### ASSIGNED TASK
All records below are to be repeated precisely, with nothing added.

Stored data entries:
────────────────────────────────────────

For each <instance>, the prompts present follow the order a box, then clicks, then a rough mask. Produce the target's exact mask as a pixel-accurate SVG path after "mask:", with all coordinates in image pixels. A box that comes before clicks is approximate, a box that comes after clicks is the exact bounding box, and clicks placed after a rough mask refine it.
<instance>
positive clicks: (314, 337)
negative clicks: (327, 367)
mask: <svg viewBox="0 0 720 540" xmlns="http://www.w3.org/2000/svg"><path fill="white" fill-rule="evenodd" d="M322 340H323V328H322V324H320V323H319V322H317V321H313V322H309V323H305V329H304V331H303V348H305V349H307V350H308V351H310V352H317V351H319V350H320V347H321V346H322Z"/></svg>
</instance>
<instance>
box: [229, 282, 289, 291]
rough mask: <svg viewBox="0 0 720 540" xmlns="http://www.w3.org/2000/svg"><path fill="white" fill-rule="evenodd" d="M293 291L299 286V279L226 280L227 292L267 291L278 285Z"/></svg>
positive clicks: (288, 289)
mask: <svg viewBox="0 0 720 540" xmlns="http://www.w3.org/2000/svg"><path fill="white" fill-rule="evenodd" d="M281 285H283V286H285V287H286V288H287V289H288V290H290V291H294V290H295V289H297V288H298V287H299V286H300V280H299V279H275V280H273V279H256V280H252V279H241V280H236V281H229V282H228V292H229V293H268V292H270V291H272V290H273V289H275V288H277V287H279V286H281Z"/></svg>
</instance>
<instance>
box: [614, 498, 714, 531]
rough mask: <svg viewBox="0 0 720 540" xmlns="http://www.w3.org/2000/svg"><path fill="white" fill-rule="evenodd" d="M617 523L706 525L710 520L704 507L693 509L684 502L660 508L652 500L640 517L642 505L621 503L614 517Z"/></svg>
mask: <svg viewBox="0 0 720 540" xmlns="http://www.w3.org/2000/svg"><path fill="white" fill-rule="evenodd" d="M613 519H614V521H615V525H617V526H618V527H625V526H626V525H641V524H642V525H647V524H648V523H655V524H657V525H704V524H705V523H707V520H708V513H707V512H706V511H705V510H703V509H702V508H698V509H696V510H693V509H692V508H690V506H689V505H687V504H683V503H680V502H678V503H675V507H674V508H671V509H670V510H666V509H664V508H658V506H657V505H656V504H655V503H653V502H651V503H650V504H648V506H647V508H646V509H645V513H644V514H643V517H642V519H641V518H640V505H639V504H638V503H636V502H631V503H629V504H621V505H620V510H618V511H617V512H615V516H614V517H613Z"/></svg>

────────────────────────────────────────

### FINAL ANSWER
For each <instance>, the prompts present follow the order a box, then clicks, then a rough mask. Produce the target's exact mask as a pixel-accurate SVG path after "mask:", with all coordinates in image pixels. A box that comes before clicks is approximate, a box that comes after clicks is the exact bounding box, and clicks placed after a rough mask refine it.
<instance>
positive clicks: (314, 337)
negative clicks: (327, 367)
mask: <svg viewBox="0 0 720 540" xmlns="http://www.w3.org/2000/svg"><path fill="white" fill-rule="evenodd" d="M322 340H323V328H322V324H320V323H319V322H317V321H313V322H309V323H305V329H304V331H303V348H305V349H307V350H308V351H310V352H317V351H319V350H320V347H321V346H322Z"/></svg>
</instance>
<instance>
box: [229, 282, 289, 291]
rough mask: <svg viewBox="0 0 720 540" xmlns="http://www.w3.org/2000/svg"><path fill="white" fill-rule="evenodd" d="M293 291L299 286V279L226 280L227 292L267 291L278 285Z"/></svg>
positive clicks: (288, 289)
mask: <svg viewBox="0 0 720 540" xmlns="http://www.w3.org/2000/svg"><path fill="white" fill-rule="evenodd" d="M281 285H283V286H285V287H286V288H287V289H288V290H290V291H294V290H295V289H297V288H298V287H299V286H300V280H299V279H275V280H273V279H256V280H252V279H241V280H236V281H229V282H228V292H229V293H268V292H270V291H272V290H273V289H275V288H277V287H279V286H281Z"/></svg>
</instance>
<instance>
box: [614, 498, 714, 531]
rough mask: <svg viewBox="0 0 720 540" xmlns="http://www.w3.org/2000/svg"><path fill="white" fill-rule="evenodd" d="M617 523L706 525L710 520L704 507L693 509L684 502L660 508L652 500L640 517L642 505L621 503L614 517Z"/></svg>
mask: <svg viewBox="0 0 720 540" xmlns="http://www.w3.org/2000/svg"><path fill="white" fill-rule="evenodd" d="M613 519H614V521H615V525H617V526H618V527H625V526H626V525H641V524H642V525H647V524H648V523H655V524H657V525H704V524H705V523H707V520H708V513H707V512H706V511H705V510H703V509H702V508H698V509H696V510H693V509H692V508H690V506H689V505H687V504H683V503H680V502H678V503H675V507H674V508H671V509H670V510H666V509H664V508H658V506H657V505H656V504H655V503H653V502H651V503H650V504H648V506H647V508H646V509H645V513H644V514H643V517H642V519H641V518H640V505H639V504H638V503H636V502H631V503H629V504H621V505H620V510H618V511H617V512H615V516H614V517H613Z"/></svg>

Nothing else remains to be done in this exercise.